### Exercise brief
Begin with the line that contains "Question. Identify every instance of the window" and transcribe each line after it, up to and including the last line of the listing below.

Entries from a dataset
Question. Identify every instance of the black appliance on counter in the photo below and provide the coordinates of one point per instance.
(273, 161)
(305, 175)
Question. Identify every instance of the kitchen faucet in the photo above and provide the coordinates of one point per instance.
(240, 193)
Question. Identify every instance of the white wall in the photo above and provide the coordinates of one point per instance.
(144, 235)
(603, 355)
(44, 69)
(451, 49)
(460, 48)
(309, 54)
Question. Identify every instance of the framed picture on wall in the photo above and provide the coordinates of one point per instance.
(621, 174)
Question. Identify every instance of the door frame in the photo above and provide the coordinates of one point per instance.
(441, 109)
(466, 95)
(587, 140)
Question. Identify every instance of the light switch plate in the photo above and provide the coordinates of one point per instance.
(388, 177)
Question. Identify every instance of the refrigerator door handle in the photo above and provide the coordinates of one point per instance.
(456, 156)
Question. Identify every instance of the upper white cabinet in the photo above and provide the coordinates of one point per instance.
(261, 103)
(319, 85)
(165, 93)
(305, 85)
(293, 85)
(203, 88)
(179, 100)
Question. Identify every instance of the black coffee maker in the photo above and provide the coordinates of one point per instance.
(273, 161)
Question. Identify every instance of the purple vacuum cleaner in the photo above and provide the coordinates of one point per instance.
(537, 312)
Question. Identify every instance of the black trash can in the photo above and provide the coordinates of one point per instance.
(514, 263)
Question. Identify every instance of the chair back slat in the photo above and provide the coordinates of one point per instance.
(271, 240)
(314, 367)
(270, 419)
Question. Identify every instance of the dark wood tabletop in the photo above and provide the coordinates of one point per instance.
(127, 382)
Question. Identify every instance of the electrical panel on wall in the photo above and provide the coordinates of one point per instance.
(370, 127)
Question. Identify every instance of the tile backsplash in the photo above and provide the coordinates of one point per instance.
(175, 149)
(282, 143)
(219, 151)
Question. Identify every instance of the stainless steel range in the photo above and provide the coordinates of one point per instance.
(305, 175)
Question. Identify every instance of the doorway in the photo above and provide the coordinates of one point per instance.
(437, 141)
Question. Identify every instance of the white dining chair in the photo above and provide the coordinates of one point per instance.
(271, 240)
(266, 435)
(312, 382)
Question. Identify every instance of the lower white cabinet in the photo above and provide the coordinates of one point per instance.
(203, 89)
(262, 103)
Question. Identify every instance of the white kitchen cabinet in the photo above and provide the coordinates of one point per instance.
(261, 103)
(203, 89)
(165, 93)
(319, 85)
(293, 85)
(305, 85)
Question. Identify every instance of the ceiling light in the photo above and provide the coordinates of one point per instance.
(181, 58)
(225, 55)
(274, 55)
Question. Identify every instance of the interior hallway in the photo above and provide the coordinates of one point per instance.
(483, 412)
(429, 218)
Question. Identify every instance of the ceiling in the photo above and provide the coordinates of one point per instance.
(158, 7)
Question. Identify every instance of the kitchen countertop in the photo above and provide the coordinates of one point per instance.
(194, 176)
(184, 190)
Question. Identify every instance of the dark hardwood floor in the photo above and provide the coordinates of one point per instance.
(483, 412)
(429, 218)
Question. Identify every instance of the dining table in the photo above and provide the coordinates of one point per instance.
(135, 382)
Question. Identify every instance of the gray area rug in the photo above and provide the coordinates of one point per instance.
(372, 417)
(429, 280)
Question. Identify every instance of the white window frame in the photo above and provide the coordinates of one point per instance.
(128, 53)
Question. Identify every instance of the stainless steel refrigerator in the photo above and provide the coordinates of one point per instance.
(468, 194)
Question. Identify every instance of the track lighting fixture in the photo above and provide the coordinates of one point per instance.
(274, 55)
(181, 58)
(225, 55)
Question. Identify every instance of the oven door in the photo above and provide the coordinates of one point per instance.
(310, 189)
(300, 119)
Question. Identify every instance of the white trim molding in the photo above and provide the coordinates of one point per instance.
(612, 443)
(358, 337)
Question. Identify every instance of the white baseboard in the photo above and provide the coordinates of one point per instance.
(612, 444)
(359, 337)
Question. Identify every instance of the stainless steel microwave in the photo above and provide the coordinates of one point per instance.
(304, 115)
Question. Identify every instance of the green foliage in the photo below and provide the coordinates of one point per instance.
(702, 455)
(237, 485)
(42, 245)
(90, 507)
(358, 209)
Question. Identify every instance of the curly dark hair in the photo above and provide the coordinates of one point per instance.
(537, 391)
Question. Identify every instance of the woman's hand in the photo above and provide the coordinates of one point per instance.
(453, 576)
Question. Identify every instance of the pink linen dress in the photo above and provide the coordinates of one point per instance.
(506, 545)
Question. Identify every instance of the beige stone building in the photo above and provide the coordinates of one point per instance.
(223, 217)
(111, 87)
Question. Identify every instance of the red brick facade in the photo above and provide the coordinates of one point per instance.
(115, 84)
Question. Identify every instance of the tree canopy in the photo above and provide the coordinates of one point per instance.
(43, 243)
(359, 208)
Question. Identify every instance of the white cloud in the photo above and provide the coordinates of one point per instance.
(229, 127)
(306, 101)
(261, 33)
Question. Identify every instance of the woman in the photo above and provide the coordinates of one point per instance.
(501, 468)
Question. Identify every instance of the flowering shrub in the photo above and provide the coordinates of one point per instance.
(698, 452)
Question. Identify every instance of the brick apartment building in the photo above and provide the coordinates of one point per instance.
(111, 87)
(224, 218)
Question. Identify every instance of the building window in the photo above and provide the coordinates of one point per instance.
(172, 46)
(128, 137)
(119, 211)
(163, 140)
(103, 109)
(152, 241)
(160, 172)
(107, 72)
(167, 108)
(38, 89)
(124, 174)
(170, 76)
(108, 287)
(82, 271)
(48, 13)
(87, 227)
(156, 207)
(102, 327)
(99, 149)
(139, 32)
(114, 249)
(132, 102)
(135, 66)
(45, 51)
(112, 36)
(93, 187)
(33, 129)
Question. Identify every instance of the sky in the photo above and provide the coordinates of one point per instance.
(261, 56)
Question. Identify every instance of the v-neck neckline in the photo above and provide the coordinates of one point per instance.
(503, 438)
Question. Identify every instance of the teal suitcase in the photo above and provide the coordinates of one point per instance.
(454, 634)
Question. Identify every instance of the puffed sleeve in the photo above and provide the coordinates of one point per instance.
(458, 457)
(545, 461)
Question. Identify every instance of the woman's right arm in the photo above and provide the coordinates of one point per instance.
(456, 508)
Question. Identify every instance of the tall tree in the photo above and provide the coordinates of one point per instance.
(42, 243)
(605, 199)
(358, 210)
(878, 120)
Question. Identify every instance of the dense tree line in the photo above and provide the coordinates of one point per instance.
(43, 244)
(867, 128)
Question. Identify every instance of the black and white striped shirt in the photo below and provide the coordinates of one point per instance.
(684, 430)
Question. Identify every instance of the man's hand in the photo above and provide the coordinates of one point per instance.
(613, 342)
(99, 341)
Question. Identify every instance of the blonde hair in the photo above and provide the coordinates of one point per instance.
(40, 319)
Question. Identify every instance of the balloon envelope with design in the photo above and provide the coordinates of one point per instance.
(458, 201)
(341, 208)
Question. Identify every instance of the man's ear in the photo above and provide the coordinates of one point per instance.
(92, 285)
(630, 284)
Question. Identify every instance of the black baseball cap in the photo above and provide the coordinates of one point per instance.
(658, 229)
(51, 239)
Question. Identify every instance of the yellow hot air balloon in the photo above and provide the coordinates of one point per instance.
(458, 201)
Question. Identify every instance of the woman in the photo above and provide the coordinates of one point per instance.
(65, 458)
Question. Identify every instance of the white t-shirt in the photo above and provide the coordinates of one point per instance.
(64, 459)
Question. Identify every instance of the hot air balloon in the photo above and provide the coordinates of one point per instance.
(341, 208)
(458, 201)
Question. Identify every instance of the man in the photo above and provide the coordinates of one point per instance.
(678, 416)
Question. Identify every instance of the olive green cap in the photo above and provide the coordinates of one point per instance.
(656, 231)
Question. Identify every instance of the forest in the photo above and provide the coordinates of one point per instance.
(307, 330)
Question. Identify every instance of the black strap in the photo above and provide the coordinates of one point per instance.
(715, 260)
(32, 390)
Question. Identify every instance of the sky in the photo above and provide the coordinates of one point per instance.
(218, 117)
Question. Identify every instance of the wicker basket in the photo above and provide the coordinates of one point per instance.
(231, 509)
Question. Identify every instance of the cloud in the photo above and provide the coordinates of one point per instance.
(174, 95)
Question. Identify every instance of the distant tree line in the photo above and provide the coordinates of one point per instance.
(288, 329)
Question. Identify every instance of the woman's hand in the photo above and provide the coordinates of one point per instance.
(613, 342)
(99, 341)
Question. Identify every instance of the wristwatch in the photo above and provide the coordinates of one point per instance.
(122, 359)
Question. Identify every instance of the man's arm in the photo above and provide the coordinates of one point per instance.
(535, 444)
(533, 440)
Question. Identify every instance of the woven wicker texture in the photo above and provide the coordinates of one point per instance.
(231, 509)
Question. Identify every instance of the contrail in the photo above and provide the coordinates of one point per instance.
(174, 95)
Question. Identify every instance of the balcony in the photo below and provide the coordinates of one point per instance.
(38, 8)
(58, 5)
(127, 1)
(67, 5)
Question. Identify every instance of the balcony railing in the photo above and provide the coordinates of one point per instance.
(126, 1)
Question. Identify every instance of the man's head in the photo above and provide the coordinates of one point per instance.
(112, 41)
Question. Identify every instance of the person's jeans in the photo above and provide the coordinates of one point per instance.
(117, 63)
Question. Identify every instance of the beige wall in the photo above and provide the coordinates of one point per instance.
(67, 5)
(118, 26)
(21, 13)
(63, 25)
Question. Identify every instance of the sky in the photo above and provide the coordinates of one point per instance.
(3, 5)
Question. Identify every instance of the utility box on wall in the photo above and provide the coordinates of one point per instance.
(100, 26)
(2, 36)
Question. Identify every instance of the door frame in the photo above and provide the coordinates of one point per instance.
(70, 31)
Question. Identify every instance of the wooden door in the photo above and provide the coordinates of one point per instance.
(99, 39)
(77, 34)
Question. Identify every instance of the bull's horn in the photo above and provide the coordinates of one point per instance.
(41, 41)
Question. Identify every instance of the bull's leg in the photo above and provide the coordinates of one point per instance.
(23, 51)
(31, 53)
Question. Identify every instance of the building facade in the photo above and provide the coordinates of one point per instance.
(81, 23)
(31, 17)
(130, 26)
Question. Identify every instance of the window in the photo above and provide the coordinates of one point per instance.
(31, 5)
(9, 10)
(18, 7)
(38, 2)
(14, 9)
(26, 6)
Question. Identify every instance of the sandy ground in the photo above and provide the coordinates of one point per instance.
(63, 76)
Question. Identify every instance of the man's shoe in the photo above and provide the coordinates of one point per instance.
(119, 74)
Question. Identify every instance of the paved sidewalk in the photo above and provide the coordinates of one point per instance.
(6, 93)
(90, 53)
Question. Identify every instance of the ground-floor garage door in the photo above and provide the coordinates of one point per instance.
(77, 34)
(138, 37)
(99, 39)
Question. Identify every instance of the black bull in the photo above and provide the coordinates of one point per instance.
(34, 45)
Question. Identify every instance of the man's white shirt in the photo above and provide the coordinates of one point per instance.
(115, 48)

### Complete output
Question. Identify every instance of the window in the photo above and provide the coordinates of one point per instance.
(31, 5)
(9, 10)
(18, 7)
(38, 2)
(14, 9)
(26, 6)
Question. Identify every instance of the sandy ground in the photo above and provide the coordinates of one point per instance.
(63, 76)
Question. Identify every instance of the man's shoe in the photo above and provide the coordinates of one point per instance.
(119, 74)
Question. Identify every instance of the paved sidewalk in the photo above and provide the coordinates of one point per instance.
(6, 93)
(90, 53)
Question. Identify every instance of the ground-floor garage door in the photo above and provide the coordinates of one point per instance.
(77, 34)
(138, 37)
(99, 39)
Question. Identify every instance of the black bull in the photo above and provide the coordinates of one point per instance.
(34, 45)
Question. Identify every instance of the man's white shirt in the photo above and provide the coordinates of one point per instance.
(115, 48)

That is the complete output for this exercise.